Segment Start: SELECTED PASSAGE

Communication to the mentors and the community about technical issues will be mostly done by IRC at #pocoo@freenode and perhaps by email. Depending on the severity of the concerns at hand and response in IRC, I may also write to sphinx-dev@googlegroups.com, especially if conceptual / architectural decisions are being made.

Documentation will be written along while writing code; tests and additional documentation will be written in specific time points as specified in the next Timeline section. The current platform for documentation (Sphinx itself) and tests (Nose) will be used.

Timeline

I will start the project on 3 May, which is the last day of my final examinations.

The first month might look a bit sparse, because I have a compulsory part-time attachment from my faculty (i.e. becoming cheap labour). I believe it would not affect my performance significantly.

3 -- 9 May
Become more familiar with the code (and the community!) and branch the sphinx-domain repository.

Segment End: SELECTED PASSAGE

▸ **REQUIRED ACTION A**: According to the proposal passage, which tool will be used for tests?
▸ **REQUIRED ACTION B**: Quote everything in the proposal passage from "Communication to the" down to "my performance significantly.".
▸ **REQUIRED ACTION C**: Rewrite the paragraph of the proposal passage that begins "Communication to the mentors" as a short list, keeping its main facts.

Segment Start: PROVIDED RECORDS

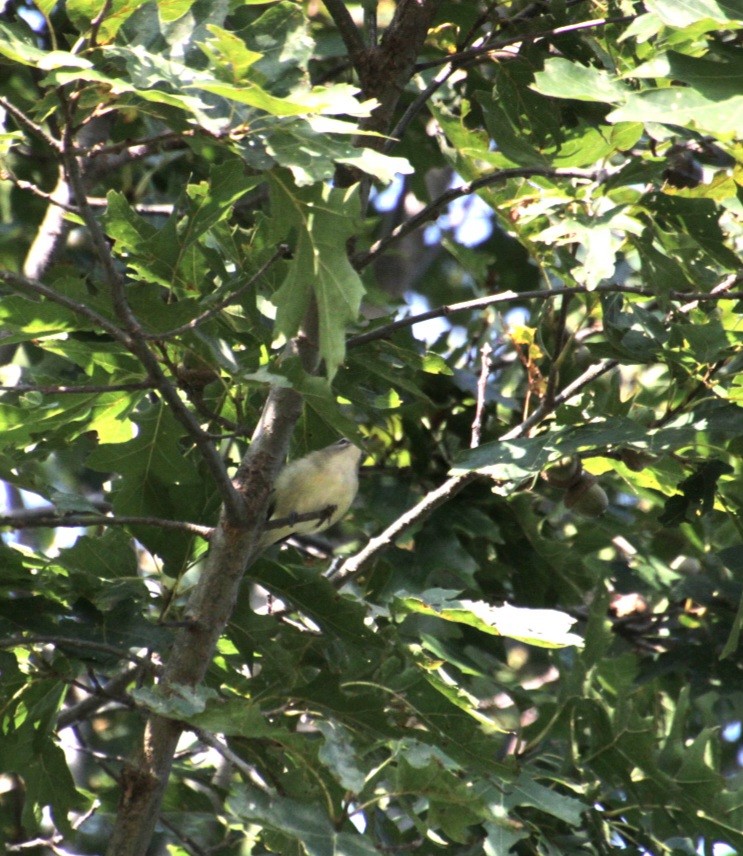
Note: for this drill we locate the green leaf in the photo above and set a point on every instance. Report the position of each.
(690, 11)
(561, 78)
(323, 218)
(545, 628)
(305, 825)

Segment End: PROVIDED RECORDS

▸ **WRITTEN REPLY A**: Nose.

▸ **WRITTEN REPLY B**:
Communication to the mentors and the community about technical issues will be mostly done by IRC at #pocoo@freenode and perhaps by email. Depending on the severity of the concerns at hand and response in IRC, I may also write to sphinx-dev@googlegroups.com, especially if conceptual / architectural decisions are being made.

Documentation will be written along while writing code; tests and additional documentation will be written in specific time points as specified in the next Timeline section. The current platform for documentation (Sphinx itself) and tests (Nose) will be used.

Timeline

I will start the project on 3 May, which is the last day of my final examinations.

The first month might look a bit sparse, because I have a compulsory part-time attachment from my faculty (i.e. becoming cheap labour). I believe it would not affect my performance significantly.

▸ **WRITTEN REPLY C**:
- Technical issues will be discussed with mentors and the community mainly on IRC at #pocoo@freenode, and perhaps by email.
- Depending on how severe the concerns are and the response on IRC, messages may also go to sphinx-dev@googlegroups.com.
- This is especially likely when conceptual or architectural decisions are being made.